— EXTRACTED TEXT —
------------------------
Recession slows climate change progress: Obama

The global recession has slowed progress on a climate change deal, but leaders must "fight the temptation toward cynicism" and push forward, President Barack Obama told a meeting of rich and emerging powers in L'Aquila, Italy, on Thursday.
Italian Prime Minister Silvio Berlusconi, right, shakes hands with U.S. President Barack Obama after a statement on the environment at the G8 summit in L'Aquila, Italy, on Thursday. ((Jason Reed/Reuters) )

The global recession has slowed progress on a climate change deal, but leaders must "fight the temptation toward cynicism" and push forward, President Barack Obama told a meeting of rich and emerging powers in L'Aquila, Italy, on Thursday.

While world leaders did not solve the problem, they "made some important strides forward," Obama said, speaking at the conclusion of a forum on the environment, which he chaired.

Calling climate change "a defining problem of our time," Obama said: "It is no small task for 17 leaders to bridge their differences on this issue."

Progress could still be made before talks on a new UN climate change treaty in Copenhagen in December, he said.

The Group of Eight countries — Britain, Canada, France, Germany, Italy, Japan, Russia and the United States —  set the goal of reducing their greenhouse gas emissions by 80 per cent by 2050, with the global goal of a 50 per cent cut.

They also pushed the G5 countries at the summit — Brazil, China, India, Mexico and South Africa — to commit to an agreement that an increase in global temperatures shouldn't exceed two degrees Celsius.
------------------------
— EXERCISE SET —
A: List the countries the article names as the G5 countries at the summit.
B: Reproduce the records word for word, from the line that contains "Timed drill: list bounding boxes for every diver's black" through the last line of the records.
The article and the records have no connection to each other.

Annotated coordinate records
------------------------
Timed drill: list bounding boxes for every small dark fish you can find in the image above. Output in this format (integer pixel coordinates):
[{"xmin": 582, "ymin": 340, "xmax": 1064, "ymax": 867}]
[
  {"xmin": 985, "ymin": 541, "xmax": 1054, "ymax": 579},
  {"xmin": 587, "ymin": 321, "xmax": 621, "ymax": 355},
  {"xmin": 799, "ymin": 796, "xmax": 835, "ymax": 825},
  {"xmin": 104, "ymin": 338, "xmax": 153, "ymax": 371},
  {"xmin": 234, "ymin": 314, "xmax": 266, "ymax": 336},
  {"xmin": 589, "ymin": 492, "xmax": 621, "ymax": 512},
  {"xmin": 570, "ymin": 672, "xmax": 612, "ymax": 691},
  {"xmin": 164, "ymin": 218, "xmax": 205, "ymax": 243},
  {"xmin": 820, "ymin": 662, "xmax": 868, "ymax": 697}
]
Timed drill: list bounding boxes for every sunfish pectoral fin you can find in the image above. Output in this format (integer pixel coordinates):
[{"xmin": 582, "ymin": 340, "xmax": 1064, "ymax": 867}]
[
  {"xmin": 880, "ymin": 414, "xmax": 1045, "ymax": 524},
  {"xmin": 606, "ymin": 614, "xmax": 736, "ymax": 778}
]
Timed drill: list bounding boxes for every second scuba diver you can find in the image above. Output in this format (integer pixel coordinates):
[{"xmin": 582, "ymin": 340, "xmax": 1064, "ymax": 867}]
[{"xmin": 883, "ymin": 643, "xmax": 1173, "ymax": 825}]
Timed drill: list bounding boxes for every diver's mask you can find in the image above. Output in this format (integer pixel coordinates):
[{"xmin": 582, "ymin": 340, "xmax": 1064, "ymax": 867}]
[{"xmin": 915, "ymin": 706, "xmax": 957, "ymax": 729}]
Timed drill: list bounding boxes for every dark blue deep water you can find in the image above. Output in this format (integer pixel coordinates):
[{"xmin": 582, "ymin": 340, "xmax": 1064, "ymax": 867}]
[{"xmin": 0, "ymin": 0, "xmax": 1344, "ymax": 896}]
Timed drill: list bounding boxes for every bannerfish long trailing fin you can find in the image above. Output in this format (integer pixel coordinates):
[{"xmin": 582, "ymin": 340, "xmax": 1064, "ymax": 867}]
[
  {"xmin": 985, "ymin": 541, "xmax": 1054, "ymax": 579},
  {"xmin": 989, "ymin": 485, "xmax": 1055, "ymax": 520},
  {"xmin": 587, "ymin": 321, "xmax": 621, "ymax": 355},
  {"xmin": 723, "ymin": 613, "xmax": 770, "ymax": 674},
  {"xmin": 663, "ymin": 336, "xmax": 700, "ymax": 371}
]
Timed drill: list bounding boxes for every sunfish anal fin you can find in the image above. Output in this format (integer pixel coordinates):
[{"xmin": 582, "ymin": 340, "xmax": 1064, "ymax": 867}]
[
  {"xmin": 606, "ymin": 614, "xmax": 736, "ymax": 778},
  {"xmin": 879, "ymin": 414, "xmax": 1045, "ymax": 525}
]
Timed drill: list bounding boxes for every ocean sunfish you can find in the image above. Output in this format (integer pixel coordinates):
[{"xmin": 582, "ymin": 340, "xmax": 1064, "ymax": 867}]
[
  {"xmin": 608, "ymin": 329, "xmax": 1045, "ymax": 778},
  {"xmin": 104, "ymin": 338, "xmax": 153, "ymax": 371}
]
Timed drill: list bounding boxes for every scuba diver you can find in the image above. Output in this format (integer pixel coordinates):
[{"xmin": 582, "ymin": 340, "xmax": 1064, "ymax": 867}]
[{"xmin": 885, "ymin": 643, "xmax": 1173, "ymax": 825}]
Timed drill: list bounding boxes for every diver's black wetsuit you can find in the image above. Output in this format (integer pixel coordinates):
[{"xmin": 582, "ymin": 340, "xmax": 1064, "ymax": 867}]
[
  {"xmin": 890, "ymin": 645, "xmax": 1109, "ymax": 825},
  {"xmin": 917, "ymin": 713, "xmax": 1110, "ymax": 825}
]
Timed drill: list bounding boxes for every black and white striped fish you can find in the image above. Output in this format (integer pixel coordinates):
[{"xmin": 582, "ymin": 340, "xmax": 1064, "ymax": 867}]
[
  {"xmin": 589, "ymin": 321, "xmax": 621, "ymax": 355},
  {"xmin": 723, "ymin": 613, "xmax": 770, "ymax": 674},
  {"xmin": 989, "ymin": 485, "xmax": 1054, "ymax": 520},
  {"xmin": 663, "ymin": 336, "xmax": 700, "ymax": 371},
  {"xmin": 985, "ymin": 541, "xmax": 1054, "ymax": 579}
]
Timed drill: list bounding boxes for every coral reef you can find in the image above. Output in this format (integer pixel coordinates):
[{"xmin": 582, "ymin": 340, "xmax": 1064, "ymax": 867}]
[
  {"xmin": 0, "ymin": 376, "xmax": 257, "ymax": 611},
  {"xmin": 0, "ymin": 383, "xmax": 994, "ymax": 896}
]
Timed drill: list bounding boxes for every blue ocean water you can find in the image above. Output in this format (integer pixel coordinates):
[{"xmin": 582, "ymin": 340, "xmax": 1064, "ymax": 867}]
------------------------
— THE RESULTS —
A: Brazil, China, India, Mexico, South Africa

B:
Timed drill: list bounding boxes for every diver's black wetsuit you can find in the image above. Output in this format (integer pixel coordinates):
[{"xmin": 582, "ymin": 340, "xmax": 1064, "ymax": 867}]
[
  {"xmin": 890, "ymin": 645, "xmax": 1109, "ymax": 825},
  {"xmin": 917, "ymin": 713, "xmax": 1110, "ymax": 825}
]
Timed drill: list bounding boxes for every black and white striped fish you can find in the image above. Output in this format (integer pixel coordinates):
[{"xmin": 582, "ymin": 340, "xmax": 1064, "ymax": 867}]
[
  {"xmin": 589, "ymin": 321, "xmax": 621, "ymax": 355},
  {"xmin": 723, "ymin": 613, "xmax": 770, "ymax": 674},
  {"xmin": 989, "ymin": 485, "xmax": 1054, "ymax": 520},
  {"xmin": 663, "ymin": 336, "xmax": 700, "ymax": 371},
  {"xmin": 985, "ymin": 541, "xmax": 1054, "ymax": 579}
]
Timed drill: list bounding boxes for every coral reef you can find in the image above. Output in this format (integer pixel coordinates):
[{"xmin": 582, "ymin": 340, "xmax": 1064, "ymax": 867}]
[
  {"xmin": 0, "ymin": 376, "xmax": 257, "ymax": 611},
  {"xmin": 0, "ymin": 383, "xmax": 994, "ymax": 896}
]
Timed drill: list bounding boxes for every blue ocean water you can find in the image above. Output in this format (integer pixel coordinates):
[{"xmin": 582, "ymin": 340, "xmax": 1064, "ymax": 867}]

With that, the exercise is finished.